### Activity
In your copy, leave out all pictures and reproduce every entry exactly.

== Data excerpts

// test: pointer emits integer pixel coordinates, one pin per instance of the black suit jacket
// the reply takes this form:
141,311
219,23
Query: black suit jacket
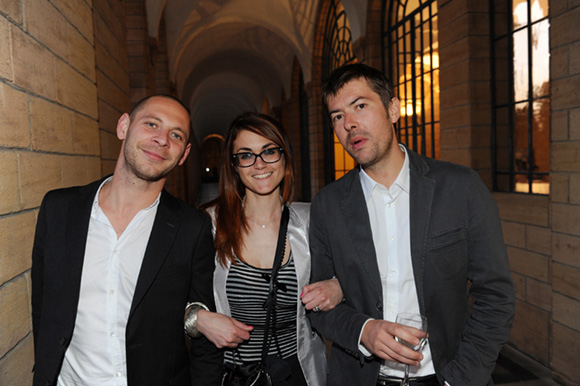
177,267
456,238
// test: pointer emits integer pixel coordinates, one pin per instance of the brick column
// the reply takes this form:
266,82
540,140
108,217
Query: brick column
50,139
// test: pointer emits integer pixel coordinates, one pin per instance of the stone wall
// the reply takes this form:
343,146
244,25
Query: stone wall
50,139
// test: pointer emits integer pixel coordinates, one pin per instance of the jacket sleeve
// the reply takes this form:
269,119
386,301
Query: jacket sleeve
492,293
206,359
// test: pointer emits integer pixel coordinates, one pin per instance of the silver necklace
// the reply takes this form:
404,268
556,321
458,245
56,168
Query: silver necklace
261,225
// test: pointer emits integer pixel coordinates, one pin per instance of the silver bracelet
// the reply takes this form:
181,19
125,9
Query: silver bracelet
190,319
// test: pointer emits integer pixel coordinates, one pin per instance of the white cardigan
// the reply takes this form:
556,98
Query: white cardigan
311,348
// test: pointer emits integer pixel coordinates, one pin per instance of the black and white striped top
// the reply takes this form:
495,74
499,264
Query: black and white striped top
247,291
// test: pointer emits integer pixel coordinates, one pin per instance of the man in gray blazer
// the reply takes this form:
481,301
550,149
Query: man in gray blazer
405,233
115,263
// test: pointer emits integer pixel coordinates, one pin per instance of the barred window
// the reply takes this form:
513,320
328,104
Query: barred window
411,56
520,68
336,51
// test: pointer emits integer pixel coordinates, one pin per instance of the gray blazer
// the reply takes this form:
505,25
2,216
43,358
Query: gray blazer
456,238
311,349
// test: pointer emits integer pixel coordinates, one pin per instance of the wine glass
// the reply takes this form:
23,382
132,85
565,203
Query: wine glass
420,323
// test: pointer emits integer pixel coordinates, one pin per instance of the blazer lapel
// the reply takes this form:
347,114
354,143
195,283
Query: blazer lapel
356,218
161,239
421,200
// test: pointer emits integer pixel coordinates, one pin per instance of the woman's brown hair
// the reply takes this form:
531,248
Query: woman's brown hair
230,220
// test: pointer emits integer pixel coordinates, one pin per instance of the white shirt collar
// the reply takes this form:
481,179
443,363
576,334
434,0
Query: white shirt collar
402,181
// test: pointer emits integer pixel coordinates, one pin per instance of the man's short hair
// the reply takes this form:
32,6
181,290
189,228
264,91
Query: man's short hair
139,105
376,80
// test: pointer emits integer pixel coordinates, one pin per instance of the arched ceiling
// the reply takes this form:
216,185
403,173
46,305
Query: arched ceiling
230,56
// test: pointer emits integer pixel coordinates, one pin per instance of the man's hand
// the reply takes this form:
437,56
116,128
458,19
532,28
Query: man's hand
325,295
222,330
378,337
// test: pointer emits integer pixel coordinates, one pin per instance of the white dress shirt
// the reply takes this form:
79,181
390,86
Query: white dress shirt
96,354
390,224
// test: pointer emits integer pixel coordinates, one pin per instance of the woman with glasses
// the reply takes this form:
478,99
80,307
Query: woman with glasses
256,183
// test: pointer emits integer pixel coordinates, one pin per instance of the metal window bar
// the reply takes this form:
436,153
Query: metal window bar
336,51
400,33
511,102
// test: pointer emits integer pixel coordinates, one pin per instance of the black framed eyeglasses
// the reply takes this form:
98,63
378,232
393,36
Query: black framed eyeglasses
247,159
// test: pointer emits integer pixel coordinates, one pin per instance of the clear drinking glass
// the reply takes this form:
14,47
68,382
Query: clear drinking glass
420,323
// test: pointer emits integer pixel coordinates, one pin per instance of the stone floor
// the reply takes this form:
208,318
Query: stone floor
515,369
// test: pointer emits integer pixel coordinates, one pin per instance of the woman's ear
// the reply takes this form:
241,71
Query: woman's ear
123,126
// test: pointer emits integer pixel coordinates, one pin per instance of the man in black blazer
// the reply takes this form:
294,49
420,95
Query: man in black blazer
116,262
405,233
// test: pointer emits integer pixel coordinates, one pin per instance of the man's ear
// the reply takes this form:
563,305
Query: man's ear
123,126
394,110
185,154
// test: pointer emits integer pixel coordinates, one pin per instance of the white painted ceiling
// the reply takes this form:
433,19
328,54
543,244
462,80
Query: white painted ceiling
230,56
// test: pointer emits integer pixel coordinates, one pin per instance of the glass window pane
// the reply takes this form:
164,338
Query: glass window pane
520,13
435,75
521,65
502,71
521,151
502,142
502,14
539,9
416,79
541,58
503,183
411,6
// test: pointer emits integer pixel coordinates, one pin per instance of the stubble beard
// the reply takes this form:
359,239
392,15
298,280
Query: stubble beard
377,155
141,171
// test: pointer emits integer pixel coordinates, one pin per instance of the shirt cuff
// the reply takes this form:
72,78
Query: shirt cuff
362,348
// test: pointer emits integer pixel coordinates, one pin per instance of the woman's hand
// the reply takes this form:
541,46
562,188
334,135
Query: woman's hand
222,330
322,296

====

### Answer to this exercise
// test: pointer emits integer pixel coordinates, one pin per instance of the black suit jacket
// the reply takes this form:
141,311
219,23
Query: black suit jacket
177,267
456,238
// test: pointer emits integer pixel coordinates, one pin per instance of the brick column
// the reply takes this form:
266,82
540,140
108,217
Query: brick column
50,139
// test: pointer emits integer pixel coordinates, one pin per instance of the stone wall
// the reply takes this form:
343,146
244,25
Query: stone wall
50,139
// test: pointer emits integer pixel coordinates, one pin per instance of the jacket sleeve
// the reply takes this form:
269,119
386,301
Query: jacket sleeve
492,293
206,359
// test: pointer emits integer pixel coordinates, one pin per instance of the silver necklace
// the reply takes this form:
404,268
556,321
458,245
56,168
Query: silver necklace
261,225
// test: pointer emits integer pixel coordinates, one pin per instance of the silver bracelet
// the reply takes this form:
181,19
125,9
Query: silver bracelet
190,319
// test: pointer emits integer pixel coordinates, one pin per instance of the white cardigan
// the reply takes this form:
556,98
Query: white cardigan
311,348
// test: pointer emits integer pixel coordinates, one pin per instance of the black and white striped top
// the reply takes this form:
495,74
499,264
Query: black and white striped top
247,291
// test: pointer emits integer pixel coordinates, one pin per instance of the man in gray blazer
// the reply takes this form:
481,301
550,149
Query: man in gray blazer
405,233
115,263
// test: pointer emits integer pixel coordinates, one pin per instance of the barred window
// the reply takes this form:
513,320
328,104
Query: barred window
411,56
520,68
336,51
// test: pointer emits integer pixel coordinates, one pin per instance of the gray blazer
// the reply takes this form:
505,25
2,216
43,358
Query: gray blazer
456,238
311,349
// test: pointer emits integer pixel coordinates, one pin per instance of the wine glass
// the reply takes this form:
23,382
132,85
565,203
Query: wine glass
420,323
// test: pointer emits integer pixel coordinates, one pin per instance of the blazer lapel
// the reply takes this form:
347,114
354,143
195,283
Query: blazer lapel
356,218
161,239
421,200
// test: pointer emits integer pixel coordinates, one pin per instance of the woman's brown hair
// the reply takes this form:
531,248
Query: woman's brown hair
230,220
// test: pointer emits integer pixel coordinates, one pin per instance of the white shirt collar
// the reply takes this form:
481,179
443,363
576,334
434,0
Query: white shirt collar
402,181
// test: pointer emits integer pixel coordinates, one pin per instance of the man's short hair
// the reply takes this form:
32,6
181,290
189,228
264,91
Query: man's short hair
139,105
376,80
// test: pointer emits integer pixel coordinates, one pin per instance of the arched ceiling
// the reply takes this form:
216,185
403,173
46,305
Query: arched ceiling
230,56
// test: pointer emits integer pixel coordinates, one pin per instance of the man's hand
// the reply takes this form:
437,56
116,128
458,19
532,28
Query: man's hand
325,295
222,330
378,337
// test: pointer emits integer pixel coordinates, one pin per instance of the white dress shirt
// the reply takes this form:
79,181
390,86
Query: white dress shirt
96,354
390,224
// test: pointer emits integer pixel coordinates, one pin per instance of the woman with glasses
// the reply takes this form:
478,99
80,307
Query: woman with glasses
256,183
// test: pointer emits integer pixel coordinates, one pin per instance of the metal window bar
// the reply takes this form:
436,153
Query: metal window bar
336,51
400,33
511,102
// test: pointer emits integer pixel coordinates, one pin per instance of the black framed eyeglasses
// the reply takes this form:
98,63
378,232
393,36
Query: black framed eyeglasses
247,159
// test: pointer emits integer pixel coordinates, one pin per instance of the clear drinking glass
// the reply takes this form:
14,47
68,382
Query: clear drinking glass
420,323
// test: pointer emits integer pixel coordinates, one pin per instance of the stone floor
// the reply takes this form:
208,318
Query: stone floor
515,369
// test: pointer emits integer pixel coordinates, one pin per instance of the woman's ear
// the reply takes this form:
241,71
Query: woman's ear
123,126
// test: pointer emits integer pixel coordinates, one pin per instance of the man in black blazer
// the reply takes this form:
294,49
420,95
Query: man in black blazer
116,262
405,233
// test: pointer emits integer pixel coordinates, one pin per instance of the man's ear
// the reply takes this form:
563,305
Query: man's ear
123,126
394,110
185,154
// test: pointer emits integer pixel coordinates, one pin per instance of the white painted ceiling
// the reply takes this form:
433,19
328,54
543,244
462,80
Query: white painted ceiling
230,56
// test: pointer emits integer pixel coordinates, one pin per instance of the glass window pane
// the reply takes this form:
164,338
Query: glass window pane
520,13
435,75
521,65
502,71
521,151
502,142
502,14
539,9
416,79
541,58
503,183
411,6
// test: pointer emits integer pixel coordinates, one pin per instance of the stubble beard
// the reply takes this form:
359,239
392,15
298,280
Query: stubble beard
377,155
141,171
// test: pointer emits integer pixel coordinates, one pin per instance of the shirt cuff
// the reply takes this form:
72,78
Query: shirt cuff
362,348
// test: pointer emits integer pixel coordinates, one pin per instance of the woman's hand
// the reply takes this form:
541,46
562,188
334,135
Query: woman's hand
222,330
322,296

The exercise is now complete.